▶ [STATED TASK] Take the material and output all of it exactly.

——

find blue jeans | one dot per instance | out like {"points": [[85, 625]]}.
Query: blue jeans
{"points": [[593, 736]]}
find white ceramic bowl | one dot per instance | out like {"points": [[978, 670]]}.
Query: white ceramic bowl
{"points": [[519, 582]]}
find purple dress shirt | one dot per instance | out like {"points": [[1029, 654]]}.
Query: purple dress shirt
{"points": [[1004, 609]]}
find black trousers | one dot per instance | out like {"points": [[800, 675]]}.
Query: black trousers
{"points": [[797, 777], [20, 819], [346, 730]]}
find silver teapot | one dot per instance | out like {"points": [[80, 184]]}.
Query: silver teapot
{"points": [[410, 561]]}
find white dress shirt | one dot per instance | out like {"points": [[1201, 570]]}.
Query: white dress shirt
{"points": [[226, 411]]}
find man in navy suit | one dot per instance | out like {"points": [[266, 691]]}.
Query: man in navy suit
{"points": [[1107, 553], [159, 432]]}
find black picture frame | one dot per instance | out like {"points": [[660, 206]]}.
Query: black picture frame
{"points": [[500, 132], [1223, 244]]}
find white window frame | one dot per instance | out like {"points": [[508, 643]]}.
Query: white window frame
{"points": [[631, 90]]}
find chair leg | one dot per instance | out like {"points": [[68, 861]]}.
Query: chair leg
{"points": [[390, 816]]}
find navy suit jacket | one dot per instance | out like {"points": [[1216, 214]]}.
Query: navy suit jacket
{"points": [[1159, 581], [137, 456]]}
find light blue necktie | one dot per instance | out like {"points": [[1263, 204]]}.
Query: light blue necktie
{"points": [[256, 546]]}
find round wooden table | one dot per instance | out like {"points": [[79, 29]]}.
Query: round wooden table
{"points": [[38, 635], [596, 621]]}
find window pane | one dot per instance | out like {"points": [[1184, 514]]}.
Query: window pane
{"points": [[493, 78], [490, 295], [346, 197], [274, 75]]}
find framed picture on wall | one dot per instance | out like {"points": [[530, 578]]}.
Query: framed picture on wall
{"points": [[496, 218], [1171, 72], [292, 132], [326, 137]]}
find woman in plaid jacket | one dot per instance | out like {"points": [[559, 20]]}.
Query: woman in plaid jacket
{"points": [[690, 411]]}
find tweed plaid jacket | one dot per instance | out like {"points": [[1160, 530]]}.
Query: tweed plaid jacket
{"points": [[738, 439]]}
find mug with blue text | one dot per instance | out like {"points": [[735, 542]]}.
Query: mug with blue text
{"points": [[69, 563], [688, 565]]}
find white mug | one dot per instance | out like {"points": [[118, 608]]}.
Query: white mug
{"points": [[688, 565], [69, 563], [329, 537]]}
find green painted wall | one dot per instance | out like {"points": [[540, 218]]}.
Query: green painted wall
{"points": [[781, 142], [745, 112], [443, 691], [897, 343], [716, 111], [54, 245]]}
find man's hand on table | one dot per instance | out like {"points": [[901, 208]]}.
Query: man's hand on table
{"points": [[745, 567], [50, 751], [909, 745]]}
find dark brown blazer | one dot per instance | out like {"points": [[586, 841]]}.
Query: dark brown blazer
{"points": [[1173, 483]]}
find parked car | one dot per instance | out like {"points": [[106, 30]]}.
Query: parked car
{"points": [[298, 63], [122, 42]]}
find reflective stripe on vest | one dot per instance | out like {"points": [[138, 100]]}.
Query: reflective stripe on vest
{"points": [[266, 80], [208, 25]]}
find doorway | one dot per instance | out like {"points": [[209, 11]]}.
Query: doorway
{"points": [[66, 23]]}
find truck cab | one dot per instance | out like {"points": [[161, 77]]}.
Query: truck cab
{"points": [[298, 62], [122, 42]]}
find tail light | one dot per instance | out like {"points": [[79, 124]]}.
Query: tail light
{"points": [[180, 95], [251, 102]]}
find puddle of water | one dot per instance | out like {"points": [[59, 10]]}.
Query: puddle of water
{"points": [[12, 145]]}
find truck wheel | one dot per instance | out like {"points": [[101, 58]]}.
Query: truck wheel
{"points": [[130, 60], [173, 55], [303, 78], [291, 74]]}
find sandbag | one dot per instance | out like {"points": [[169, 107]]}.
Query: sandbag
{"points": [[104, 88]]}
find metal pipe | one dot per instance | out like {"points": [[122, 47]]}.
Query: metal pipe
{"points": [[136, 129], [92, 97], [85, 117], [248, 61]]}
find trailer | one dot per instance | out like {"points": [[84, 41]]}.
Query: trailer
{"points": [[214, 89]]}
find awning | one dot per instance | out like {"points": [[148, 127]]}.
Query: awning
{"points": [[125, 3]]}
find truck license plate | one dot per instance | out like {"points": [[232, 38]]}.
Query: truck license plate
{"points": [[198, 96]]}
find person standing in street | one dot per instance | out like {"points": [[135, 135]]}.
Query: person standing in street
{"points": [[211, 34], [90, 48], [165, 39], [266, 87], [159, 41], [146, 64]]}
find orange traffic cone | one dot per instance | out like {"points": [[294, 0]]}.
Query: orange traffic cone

——

▶ [THE RESULT]
find blue jeans | one dot per instance | out like {"points": [[85, 625]]}.
Query: blue jeans
{"points": [[593, 736]]}
find white ceramic bowl | one dot per instance | out like {"points": [[978, 670]]}.
Query: white ceramic bowl
{"points": [[519, 582]]}
find purple dress shirt | one dot per instance | out like {"points": [[1029, 654]]}.
Query: purple dress shirt
{"points": [[1004, 609]]}
find black trousers | one dot per instance | out like {"points": [[800, 675]]}.
Query: black trousers
{"points": [[797, 777], [20, 819], [346, 730]]}
find silver teapot | one dot per instance | out like {"points": [[80, 184]]}.
Query: silver teapot
{"points": [[410, 561]]}
find white dress shirt | one dot per instance | out like {"points": [[1201, 570]]}.
Query: white dress shirt
{"points": [[226, 411]]}
find man in navy suit | one dot per instance | out like {"points": [[266, 691]]}.
Query: man in navy suit
{"points": [[1107, 553], [159, 432]]}
find black picture frame | one dot per instance | out like {"points": [[660, 206]]}.
Query: black picture frame
{"points": [[500, 132], [1223, 244]]}
find white window frame | one dot per instance | out like {"points": [[508, 643]]}.
Query: white window frame
{"points": [[631, 90]]}
find chair leg | one dot per instance | out like {"points": [[68, 861]]}.
Query: chair leg
{"points": [[390, 816]]}
find navy suit jacket | one dot per instance | out like {"points": [[1216, 214]]}.
Query: navy suit jacket
{"points": [[1159, 581], [137, 456]]}
find light blue necktie | one dot per instance | out like {"points": [[1263, 204]]}.
Query: light blue necktie
{"points": [[256, 546]]}
find round wooden table | one dot per instance | out like {"points": [[79, 29]]}.
Query: round wooden table
{"points": [[38, 635], [596, 621]]}
find window pane | one dot per instance | out like {"points": [[1184, 514]]}.
Query: window pane
{"points": [[493, 78], [490, 295], [346, 197], [274, 75]]}
find framed picture on wall | one dot per instance | out like {"points": [[530, 578]]}.
Query: framed picture on wall
{"points": [[496, 218], [1171, 72], [292, 132], [326, 137]]}
find woman in plaid jacket | one dot per instance | out like {"points": [[559, 20]]}.
Query: woman in plaid jacket
{"points": [[690, 411]]}
find tweed plaid jacket | one dot per instance | out like {"points": [[1160, 530]]}.
Query: tweed plaid jacket
{"points": [[738, 439]]}
find mug with blue text | one dot per instance | out like {"points": [[735, 542]]}.
Query: mug with blue text
{"points": [[69, 563], [688, 565]]}
find white mug | one dot per instance | out like {"points": [[118, 608]]}.
Query: white mug
{"points": [[688, 565], [69, 563], [329, 537]]}
find green painted wall | one dot per instance | out like {"points": [[540, 218]]}.
Query: green painted wall
{"points": [[781, 142], [745, 112], [443, 691], [897, 343], [716, 111], [54, 245]]}
find man's hand on table | one dot per instance | out like {"points": [[901, 208]]}.
Query: man's hand on table
{"points": [[745, 567], [50, 751], [909, 745]]}
find dark brown blazer | one dot per instance | out like {"points": [[586, 841]]}.
Query: dark brown blazer
{"points": [[1173, 483]]}
find parked car | one dot per instance | out like {"points": [[106, 30]]}.
Query: parked car
{"points": [[298, 63], [122, 42]]}
find reflective stripe on vest | one dot per instance | out like {"points": [[138, 100]]}.
Query: reflective stripe on vest
{"points": [[266, 80], [208, 25]]}
find doorway | one dot per instance | out like {"points": [[209, 11]]}.
Query: doorway
{"points": [[66, 23]]}
find truck cab | one dot per instance | out like {"points": [[161, 77]]}.
Query: truck cab
{"points": [[298, 62], [122, 42]]}
find tail light | one dot per instance | out like {"points": [[79, 124]]}.
Query: tail light
{"points": [[180, 95], [251, 102]]}
find puddle of water | one dot per instance | out like {"points": [[59, 10]]}.
Query: puddle of water
{"points": [[12, 145]]}
find truck wheel | one dot per instance | out like {"points": [[101, 58]]}.
Query: truck wheel
{"points": [[130, 60], [173, 55], [303, 78], [291, 74]]}
find sandbag | one dot per instance | out like {"points": [[169, 107]]}.
Query: sandbag
{"points": [[104, 88]]}
find metal pipe | one dot per instance | out like {"points": [[122, 47]]}.
Query: metal pipe
{"points": [[136, 129], [92, 97], [85, 117], [248, 61]]}
find trailer | one dot per instance | out like {"points": [[84, 41]]}.
Query: trailer
{"points": [[214, 89]]}
find awning | one dot per instance | out like {"points": [[148, 127]]}.
Query: awning
{"points": [[125, 3]]}
find truck license plate | one dot per instance | out like {"points": [[232, 38]]}.
Query: truck license plate
{"points": [[198, 96]]}
find person standing in street | one dot per instance | out like {"points": [[135, 135]]}.
Query: person standing in street
{"points": [[211, 34], [90, 48], [165, 39], [266, 87], [159, 41], [146, 64]]}
find orange traffic cone | one dot per instance | out like {"points": [[294, 0]]}.
Query: orange traffic cone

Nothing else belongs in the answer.